__Saved entries__

▼

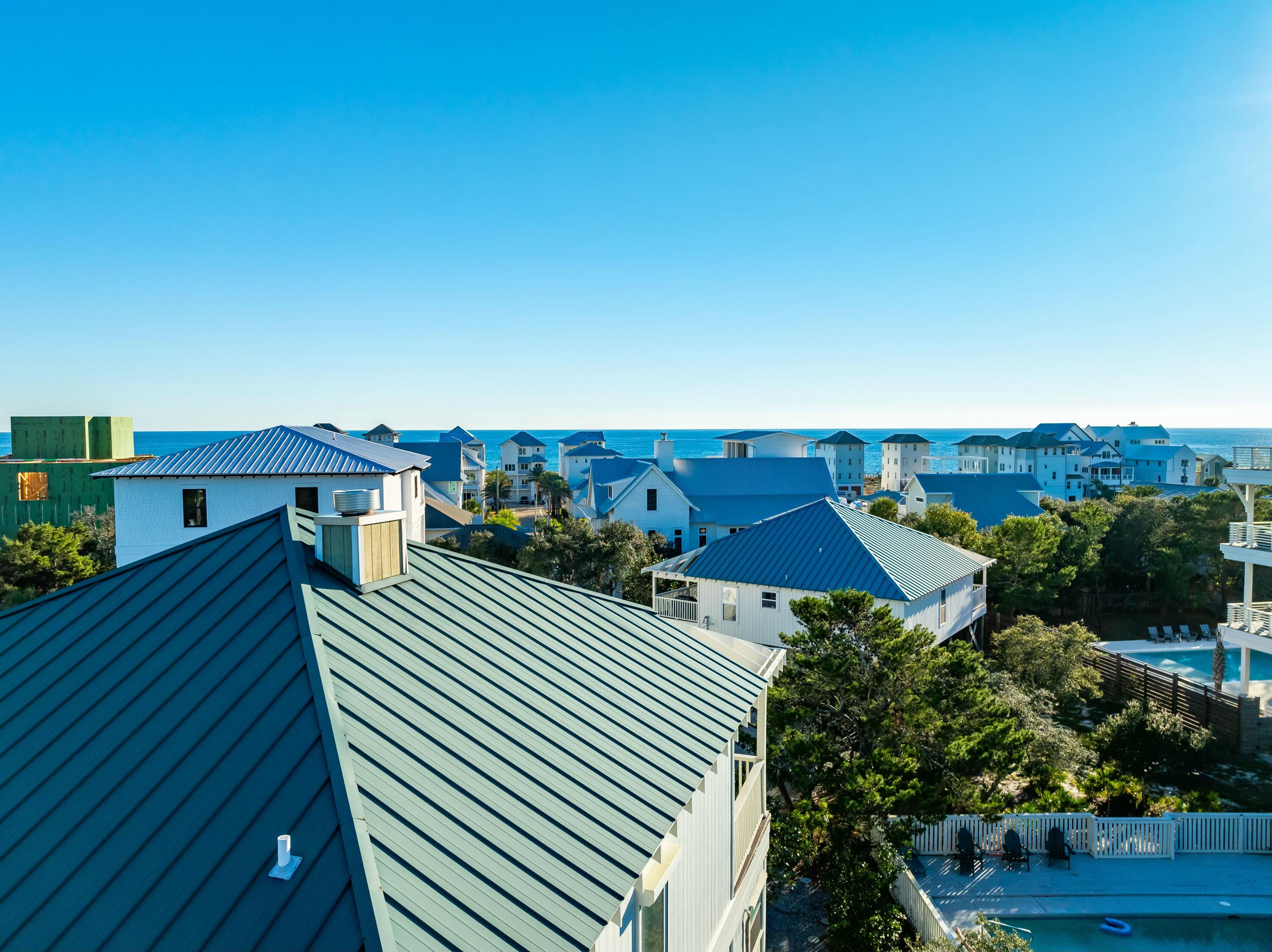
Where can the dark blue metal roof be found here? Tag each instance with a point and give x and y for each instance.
(827, 546)
(282, 451)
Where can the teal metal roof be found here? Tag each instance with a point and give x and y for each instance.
(453, 755)
(827, 546)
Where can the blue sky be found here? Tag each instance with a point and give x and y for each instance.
(222, 217)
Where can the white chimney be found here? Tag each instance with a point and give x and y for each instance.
(360, 542)
(664, 453)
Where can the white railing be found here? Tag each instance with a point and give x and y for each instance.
(1256, 618)
(1108, 838)
(1252, 458)
(676, 604)
(1255, 535)
(1223, 833)
(748, 809)
(977, 598)
(925, 917)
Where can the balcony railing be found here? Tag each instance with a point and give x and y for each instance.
(1256, 618)
(1252, 457)
(1251, 535)
(677, 604)
(748, 809)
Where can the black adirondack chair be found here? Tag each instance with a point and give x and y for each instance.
(1013, 849)
(968, 853)
(1057, 848)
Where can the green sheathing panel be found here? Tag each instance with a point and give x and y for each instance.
(70, 488)
(519, 748)
(158, 731)
(110, 438)
(50, 438)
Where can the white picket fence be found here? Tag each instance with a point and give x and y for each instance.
(1110, 838)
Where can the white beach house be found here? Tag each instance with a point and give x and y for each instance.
(170, 500)
(742, 585)
(846, 457)
(902, 457)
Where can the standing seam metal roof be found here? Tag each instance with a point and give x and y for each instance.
(827, 546)
(219, 693)
(282, 451)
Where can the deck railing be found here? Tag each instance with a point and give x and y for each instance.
(1255, 618)
(1110, 838)
(748, 807)
(677, 604)
(1252, 535)
(1252, 458)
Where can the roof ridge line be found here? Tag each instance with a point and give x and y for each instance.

▲

__EXERCISE DIRECTIONS__
Output the entries verbatim, skipping images.

__RESULT OF THE EXERCISE__
Where can the dark blue metal roof be found here? Tag each instance with a point and give x and y for each instance.
(827, 546)
(282, 451)
Where can the teal metal roof be found here? Tag each instance with a point and give x and y for each instance.
(453, 755)
(827, 546)
Where can the blue sky be found here? Tag each instance with a point and give x and y for each instance.
(222, 217)
Where can the white chimney be found here? Tag each instance with a point and give x and y for each instance.
(360, 542)
(664, 453)
Where can the white railing be found here? Tag each instance with a point and give x and y for each instance.
(1256, 618)
(1108, 838)
(1252, 458)
(676, 604)
(1255, 535)
(1223, 833)
(748, 809)
(977, 598)
(925, 917)
Where can the balcony railing be found here? Tag each instance with a point and give x and y for each instance.
(1256, 618)
(1252, 457)
(1251, 535)
(677, 604)
(748, 809)
Where can the black adirondack chair be found here? Tag each instance with a point and give x and y for each instance.
(1013, 849)
(968, 853)
(1057, 848)
Where can the green sheathing panel be found here? Tag each instance with a point and give x and y for each instance.
(70, 488)
(519, 748)
(158, 731)
(110, 438)
(50, 438)
Where can the white picket fence be found here? Tag each instance with a point and give x and y for each instance.
(1110, 838)
Where can the white beach house be found here? Tag each instance with a point and give x and y for each instance.
(170, 500)
(742, 585)
(846, 457)
(902, 457)
Where can the standing seam metal roof be found here? Tag each instance with a point and give x and y for each instance.
(827, 546)
(219, 693)
(282, 451)
Where can the deck railing be found here? Tag each instance with a point and give x and y for each instance.
(1255, 618)
(1110, 838)
(748, 807)
(677, 604)
(1252, 535)
(1252, 458)
Where can the roof ridge line be found here? Tag each instance with a point and give x and y for each instance.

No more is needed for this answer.